Reproduce exactly the lines from the line containing "Identify each instance of the wooden" through the last line of the listing, and no others.

* **Records to process**
***

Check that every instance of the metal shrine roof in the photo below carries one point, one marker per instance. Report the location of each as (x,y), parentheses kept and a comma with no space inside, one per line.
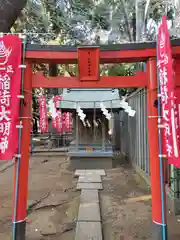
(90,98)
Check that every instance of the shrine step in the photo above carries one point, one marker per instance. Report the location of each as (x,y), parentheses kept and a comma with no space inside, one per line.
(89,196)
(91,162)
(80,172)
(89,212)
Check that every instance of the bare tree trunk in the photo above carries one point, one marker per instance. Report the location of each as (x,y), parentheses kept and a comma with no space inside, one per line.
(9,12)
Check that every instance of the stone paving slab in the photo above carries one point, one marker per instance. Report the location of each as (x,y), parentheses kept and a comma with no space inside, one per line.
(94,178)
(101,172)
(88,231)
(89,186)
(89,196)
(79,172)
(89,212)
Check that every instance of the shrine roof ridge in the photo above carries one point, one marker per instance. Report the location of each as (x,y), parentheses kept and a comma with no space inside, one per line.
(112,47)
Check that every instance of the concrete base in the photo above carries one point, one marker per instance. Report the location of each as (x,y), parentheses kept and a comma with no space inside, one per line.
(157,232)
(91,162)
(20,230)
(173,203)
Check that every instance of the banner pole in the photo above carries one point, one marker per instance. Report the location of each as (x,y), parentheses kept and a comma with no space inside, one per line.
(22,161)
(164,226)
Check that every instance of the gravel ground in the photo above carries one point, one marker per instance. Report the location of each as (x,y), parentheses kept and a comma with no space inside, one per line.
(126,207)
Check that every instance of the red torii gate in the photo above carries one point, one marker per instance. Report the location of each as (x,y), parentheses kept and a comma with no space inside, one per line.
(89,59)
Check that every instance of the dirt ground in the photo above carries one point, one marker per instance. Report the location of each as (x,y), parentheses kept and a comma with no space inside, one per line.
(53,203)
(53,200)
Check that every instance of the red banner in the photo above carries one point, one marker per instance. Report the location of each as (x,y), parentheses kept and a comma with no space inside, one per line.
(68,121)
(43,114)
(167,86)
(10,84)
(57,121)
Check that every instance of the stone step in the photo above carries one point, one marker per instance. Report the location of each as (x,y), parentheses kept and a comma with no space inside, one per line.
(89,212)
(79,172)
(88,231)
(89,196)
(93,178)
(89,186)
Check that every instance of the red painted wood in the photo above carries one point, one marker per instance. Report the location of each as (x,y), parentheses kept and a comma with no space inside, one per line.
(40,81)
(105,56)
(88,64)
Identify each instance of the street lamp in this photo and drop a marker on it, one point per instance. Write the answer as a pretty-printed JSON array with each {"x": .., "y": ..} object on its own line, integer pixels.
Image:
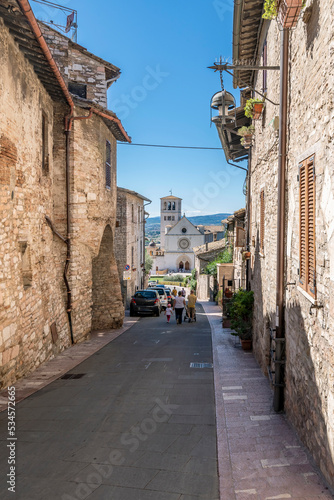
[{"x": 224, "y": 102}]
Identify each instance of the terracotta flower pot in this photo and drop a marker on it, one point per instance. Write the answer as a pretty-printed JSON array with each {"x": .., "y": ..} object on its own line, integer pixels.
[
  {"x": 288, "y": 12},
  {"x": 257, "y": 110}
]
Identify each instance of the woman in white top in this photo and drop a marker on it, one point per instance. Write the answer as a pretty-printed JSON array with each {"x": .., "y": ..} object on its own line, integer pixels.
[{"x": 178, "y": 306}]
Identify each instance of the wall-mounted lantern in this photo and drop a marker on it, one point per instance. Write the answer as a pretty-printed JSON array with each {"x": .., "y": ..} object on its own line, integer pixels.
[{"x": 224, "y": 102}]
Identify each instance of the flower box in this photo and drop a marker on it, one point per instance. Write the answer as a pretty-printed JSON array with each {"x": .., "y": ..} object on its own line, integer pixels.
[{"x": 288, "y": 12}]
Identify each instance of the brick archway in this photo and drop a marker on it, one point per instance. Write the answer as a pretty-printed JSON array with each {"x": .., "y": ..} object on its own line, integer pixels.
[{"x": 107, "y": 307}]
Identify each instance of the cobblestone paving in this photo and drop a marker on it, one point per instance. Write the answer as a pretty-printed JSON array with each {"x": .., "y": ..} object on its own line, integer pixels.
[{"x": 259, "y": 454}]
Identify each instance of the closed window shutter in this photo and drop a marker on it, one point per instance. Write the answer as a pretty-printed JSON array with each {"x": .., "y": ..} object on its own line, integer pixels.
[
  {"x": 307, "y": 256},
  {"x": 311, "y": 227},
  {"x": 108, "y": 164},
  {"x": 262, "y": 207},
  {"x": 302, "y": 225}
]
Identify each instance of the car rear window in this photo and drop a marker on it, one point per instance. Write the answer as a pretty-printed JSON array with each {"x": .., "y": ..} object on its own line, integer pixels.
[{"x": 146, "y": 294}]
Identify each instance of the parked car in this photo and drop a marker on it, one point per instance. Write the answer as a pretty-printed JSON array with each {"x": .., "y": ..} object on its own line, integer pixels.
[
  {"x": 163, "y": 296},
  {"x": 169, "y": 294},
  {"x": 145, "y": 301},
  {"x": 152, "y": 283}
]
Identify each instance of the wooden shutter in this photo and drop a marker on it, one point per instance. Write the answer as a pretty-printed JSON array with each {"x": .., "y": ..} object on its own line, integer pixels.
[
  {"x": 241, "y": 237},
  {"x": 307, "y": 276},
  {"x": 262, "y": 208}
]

***

* **Answer to this exercise**
Identify each instance of the wooden shutter in this photo and drop a marker on it, one point per instance. Write the answer as a pretty-printed JSON array with each {"x": .., "y": ..} object on its own line, integer pixels.
[
  {"x": 241, "y": 237},
  {"x": 307, "y": 276},
  {"x": 262, "y": 208}
]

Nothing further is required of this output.